TEXT SECTION
-- -- --
What is a radiopharmaceutical?
A radiopharmaceutical is a compound consisting of a radioactive isotope attached to a biologically active molecule, designed to target specific tissues or physiological processes within the body.
A radiopharmaceutical combines a radionuclide with a biologically active molecule to enable targeted functional imaging in nuclear medicine.
The radioactive component (the radionuclide) allows detection using nuclear medicine imaging, while the pharmaceutical component determines the biological distribution. Together, they enable functional imaging of organs, metabolism, perfusion, or receptor expression.
Radiopharmaceuticals are central to both SPECT and PET imaging.
Understanding the physics
A radiopharmaceutical has two essential parts:
The radionuclide – provides the detectable radiation signal (gamma emission for SPECT, positron emission for PET).
The carrier molecule – determines where in the body the compound travels and accumulates.
For example, in FDG PET:
Fluorine-18 is the radionuclide.
Fluorodeoxyglucose is the glucose analogue that participates in cellular metabolism.
The biological behaviour of the compound is determined almost entirely by the carrier molecule, not the radiation.
-- -- --
DATA UNDER STUDY

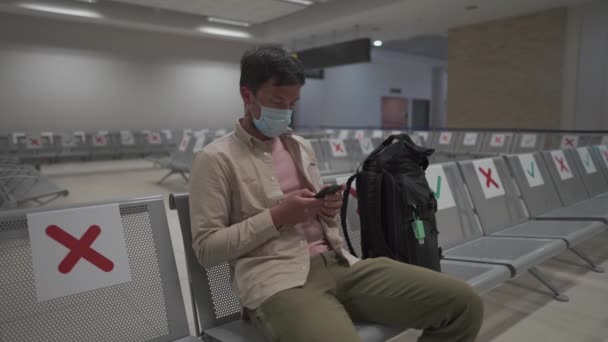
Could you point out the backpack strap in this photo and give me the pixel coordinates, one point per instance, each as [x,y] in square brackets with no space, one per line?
[343,213]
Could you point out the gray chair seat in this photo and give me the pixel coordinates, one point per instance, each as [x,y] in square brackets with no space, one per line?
[242,331]
[481,277]
[572,232]
[519,254]
[594,209]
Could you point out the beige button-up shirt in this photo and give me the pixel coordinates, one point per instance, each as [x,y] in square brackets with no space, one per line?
[232,188]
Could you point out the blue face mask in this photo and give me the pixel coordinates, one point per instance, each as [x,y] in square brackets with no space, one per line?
[273,122]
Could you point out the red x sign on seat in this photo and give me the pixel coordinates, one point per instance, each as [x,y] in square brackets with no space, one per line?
[354,193]
[562,166]
[489,179]
[79,248]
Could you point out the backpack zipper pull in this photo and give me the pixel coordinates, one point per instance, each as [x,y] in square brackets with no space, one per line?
[418,227]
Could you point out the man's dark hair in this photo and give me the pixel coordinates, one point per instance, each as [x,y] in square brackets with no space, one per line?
[263,63]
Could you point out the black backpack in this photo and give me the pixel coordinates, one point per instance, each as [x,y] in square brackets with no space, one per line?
[396,206]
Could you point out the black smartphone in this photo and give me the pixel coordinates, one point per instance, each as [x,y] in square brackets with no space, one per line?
[329,190]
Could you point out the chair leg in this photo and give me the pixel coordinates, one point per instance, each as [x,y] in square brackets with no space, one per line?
-- -- --
ASSIGNMENT
Extend the explanation of radiopharmaceuticals with a few sentences that pick up after its last line. Nothing in the listing is needed here.

RESPONSE TO THIS EXERCISE
The radionuclide must have physical properties compatible with imaging:
Suitable half-life
Appropriate radiation energy
Minimal particulate emission
The biological half-life of the pharmaceutical determines how long it remains in target tissues. The physical half-life of the radionuclide determines how long it emits detectable radiation. These combine to determine imaging timing and radiation dose.
The ideal radiopharmaceutical:
Targets the organ or receptor of interest
Has minimal non-target uptake
Is stable in vivo
Clears from background tissues appropriately
Matches physical half-life to biological kinetics
Radiopharmaceutical design integrates nuclear physics, chemistry, and physiology.
Where this matters clinically
Different radiopharmaceuticals are used to image different physiological processes, such as bone turnover, myocardial perfusion, glucose metabolism, or receptor expression.
Understanding the structure of radiopharmaceuticals explains why biodistribution patterns differ between tracers and why image timing is important.